* Task to complete: Repeat the rows below verbatim, starting at the line that contains "Expected output, for every instance of the video" and continuing through the final row, with both ends included.

* Location labeling rows:
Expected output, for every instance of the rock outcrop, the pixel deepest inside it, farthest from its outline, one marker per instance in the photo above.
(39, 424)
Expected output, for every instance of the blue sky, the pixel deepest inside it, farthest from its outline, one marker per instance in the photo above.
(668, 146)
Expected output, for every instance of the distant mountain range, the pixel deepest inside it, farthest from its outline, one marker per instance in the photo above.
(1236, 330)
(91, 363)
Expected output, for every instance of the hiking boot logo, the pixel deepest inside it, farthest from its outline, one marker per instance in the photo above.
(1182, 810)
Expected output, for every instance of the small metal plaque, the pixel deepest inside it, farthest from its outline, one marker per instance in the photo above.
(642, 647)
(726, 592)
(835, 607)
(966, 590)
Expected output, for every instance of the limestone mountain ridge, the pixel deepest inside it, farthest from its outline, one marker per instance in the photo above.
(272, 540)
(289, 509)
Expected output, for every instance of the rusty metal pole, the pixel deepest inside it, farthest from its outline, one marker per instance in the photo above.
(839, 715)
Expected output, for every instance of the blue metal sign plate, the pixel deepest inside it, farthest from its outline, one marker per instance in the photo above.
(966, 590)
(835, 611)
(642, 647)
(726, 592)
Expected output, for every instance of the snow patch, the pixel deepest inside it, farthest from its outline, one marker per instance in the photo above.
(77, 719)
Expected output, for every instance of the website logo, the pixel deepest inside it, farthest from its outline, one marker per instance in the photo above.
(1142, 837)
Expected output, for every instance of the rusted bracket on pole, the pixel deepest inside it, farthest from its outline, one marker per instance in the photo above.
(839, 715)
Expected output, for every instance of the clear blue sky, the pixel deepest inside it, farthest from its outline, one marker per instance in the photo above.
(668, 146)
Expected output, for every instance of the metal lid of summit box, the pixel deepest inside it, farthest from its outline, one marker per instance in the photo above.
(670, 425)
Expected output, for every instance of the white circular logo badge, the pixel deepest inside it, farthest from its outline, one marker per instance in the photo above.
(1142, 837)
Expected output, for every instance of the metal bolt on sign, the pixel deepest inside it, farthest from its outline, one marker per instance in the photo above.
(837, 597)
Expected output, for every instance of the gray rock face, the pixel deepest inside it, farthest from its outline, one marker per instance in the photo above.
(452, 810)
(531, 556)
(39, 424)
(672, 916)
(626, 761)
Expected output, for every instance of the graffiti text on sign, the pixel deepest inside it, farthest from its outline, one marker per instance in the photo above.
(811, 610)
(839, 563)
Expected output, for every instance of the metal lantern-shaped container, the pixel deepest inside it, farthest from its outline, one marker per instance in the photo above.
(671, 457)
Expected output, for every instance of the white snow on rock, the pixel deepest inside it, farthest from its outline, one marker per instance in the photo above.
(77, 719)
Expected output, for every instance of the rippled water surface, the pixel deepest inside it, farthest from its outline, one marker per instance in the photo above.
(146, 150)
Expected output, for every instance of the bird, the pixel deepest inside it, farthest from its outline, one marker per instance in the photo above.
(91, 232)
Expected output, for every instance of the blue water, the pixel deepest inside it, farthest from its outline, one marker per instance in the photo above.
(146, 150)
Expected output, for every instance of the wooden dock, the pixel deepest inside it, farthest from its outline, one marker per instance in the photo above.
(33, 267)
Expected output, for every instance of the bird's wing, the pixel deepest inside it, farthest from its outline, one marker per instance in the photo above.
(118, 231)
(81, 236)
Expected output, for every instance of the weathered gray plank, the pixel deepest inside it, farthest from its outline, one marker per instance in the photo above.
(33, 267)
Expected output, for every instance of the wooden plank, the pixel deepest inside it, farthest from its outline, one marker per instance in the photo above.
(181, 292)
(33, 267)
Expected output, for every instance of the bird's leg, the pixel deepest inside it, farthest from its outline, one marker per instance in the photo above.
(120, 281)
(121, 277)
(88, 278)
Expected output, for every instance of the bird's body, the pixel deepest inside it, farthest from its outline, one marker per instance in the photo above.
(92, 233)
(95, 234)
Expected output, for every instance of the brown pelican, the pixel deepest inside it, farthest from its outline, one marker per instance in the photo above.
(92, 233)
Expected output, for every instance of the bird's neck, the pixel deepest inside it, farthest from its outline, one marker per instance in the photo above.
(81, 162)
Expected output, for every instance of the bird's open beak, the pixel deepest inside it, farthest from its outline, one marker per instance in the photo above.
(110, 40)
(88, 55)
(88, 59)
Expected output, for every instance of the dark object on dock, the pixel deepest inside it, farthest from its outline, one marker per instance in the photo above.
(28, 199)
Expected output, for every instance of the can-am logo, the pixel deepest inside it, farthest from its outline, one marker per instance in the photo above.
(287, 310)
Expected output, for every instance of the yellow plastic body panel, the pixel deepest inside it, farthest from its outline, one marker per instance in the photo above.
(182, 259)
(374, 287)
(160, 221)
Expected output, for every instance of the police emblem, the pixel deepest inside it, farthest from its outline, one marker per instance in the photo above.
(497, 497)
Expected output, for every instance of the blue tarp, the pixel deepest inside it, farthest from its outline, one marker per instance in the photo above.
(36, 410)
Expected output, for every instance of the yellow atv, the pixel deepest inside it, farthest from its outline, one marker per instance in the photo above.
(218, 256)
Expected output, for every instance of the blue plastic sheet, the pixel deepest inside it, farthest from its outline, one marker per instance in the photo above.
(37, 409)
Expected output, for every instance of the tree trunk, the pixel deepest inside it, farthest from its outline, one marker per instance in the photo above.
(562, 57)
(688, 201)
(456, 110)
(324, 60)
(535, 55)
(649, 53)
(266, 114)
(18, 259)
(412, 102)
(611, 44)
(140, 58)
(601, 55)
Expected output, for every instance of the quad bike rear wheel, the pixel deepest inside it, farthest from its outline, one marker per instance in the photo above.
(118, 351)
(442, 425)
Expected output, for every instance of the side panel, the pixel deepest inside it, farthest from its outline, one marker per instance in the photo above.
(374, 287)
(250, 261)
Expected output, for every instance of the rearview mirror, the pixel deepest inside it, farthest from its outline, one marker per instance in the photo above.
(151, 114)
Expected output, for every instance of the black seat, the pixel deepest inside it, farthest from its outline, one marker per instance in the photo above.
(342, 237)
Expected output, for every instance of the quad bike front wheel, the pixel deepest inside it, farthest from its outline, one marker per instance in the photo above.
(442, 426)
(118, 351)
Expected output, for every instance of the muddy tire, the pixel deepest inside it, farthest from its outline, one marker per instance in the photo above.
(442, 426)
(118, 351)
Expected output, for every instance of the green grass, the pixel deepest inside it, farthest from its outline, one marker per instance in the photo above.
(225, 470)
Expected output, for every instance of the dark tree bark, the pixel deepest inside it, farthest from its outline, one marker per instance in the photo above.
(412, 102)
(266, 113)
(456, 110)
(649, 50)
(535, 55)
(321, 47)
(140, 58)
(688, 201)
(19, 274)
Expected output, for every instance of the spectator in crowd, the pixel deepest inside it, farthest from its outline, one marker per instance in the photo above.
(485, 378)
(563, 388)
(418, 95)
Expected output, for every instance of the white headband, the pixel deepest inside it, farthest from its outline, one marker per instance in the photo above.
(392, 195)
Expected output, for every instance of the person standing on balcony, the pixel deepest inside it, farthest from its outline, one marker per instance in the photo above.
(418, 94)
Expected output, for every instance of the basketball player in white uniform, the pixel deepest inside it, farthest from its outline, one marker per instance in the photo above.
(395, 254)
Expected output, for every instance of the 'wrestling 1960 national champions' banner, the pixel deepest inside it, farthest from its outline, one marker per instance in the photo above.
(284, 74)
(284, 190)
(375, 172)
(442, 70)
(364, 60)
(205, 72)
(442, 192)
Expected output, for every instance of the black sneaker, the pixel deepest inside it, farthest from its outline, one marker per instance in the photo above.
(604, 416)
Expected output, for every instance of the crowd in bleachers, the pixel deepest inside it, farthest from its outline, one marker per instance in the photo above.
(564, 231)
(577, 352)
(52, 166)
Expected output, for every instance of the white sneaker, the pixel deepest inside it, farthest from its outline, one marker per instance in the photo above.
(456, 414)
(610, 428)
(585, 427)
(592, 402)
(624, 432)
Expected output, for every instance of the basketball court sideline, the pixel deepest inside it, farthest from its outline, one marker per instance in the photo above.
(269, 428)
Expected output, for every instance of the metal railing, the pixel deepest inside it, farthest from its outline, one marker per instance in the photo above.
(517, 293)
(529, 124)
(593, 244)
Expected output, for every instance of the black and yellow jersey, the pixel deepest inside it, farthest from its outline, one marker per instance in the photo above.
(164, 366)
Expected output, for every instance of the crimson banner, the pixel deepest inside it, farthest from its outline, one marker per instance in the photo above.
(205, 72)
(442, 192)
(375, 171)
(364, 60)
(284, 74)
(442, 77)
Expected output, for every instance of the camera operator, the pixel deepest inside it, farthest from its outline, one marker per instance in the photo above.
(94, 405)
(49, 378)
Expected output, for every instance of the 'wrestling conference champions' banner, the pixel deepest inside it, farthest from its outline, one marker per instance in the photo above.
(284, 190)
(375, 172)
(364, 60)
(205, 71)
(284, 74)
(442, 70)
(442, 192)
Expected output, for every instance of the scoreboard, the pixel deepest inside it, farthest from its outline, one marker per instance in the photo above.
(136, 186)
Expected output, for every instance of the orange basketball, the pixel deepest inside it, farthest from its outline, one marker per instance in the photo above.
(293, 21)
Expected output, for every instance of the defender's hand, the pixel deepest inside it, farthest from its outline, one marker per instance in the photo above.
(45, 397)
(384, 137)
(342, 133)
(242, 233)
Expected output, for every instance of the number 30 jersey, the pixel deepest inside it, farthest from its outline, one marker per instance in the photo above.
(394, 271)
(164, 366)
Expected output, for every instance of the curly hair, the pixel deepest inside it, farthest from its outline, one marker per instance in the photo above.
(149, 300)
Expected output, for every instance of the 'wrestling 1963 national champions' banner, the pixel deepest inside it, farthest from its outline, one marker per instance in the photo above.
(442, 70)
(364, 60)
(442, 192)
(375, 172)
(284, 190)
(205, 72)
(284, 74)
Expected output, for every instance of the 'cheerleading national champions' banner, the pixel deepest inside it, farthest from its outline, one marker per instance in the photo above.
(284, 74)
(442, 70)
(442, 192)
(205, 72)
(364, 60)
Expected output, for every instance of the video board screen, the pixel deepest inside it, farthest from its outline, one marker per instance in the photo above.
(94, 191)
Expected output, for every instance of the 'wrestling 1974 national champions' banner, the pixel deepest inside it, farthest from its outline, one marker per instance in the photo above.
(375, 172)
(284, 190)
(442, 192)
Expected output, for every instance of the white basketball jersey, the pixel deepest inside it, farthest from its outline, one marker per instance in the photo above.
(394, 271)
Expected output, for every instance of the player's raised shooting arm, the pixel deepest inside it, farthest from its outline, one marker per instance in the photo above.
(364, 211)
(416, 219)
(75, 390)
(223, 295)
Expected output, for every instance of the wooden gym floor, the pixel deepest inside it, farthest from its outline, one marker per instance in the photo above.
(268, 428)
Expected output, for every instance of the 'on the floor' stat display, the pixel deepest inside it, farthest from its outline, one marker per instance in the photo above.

* Answer to the task:
Expected output, for every instance of the video board screen, the pixel deepest inside it, farthest from its outline, one marker per instance in the photo above.
(94, 191)
Expected output, for every instance of the 'wrestling 1974 national champions' banner, the pixel deepest inside it, farthest from its outline, one marker per instance in the photo above.
(375, 172)
(284, 190)
(442, 192)
Expected output, for every instance of the white basketball jersey, the pixel deepest inside it, farthest from its outline, one marker per instance in the photo above.
(394, 271)
Expected output, for every instance of the player's raised shooting arm, the pixel deepest inside it, farthest from its outline, one marker per instance in the photo above.
(364, 211)
(416, 219)
(75, 390)
(223, 295)
Expected output, for every instance of the wooden gym floor, the pixel deepest inside it, farthest from its outline, one marker per instance in the photo above.
(268, 428)
Expected output, for every instance of the 'on the floor' stat display, the pixel deepest inside it, farthest from its outline, one marker per instance in the photo above.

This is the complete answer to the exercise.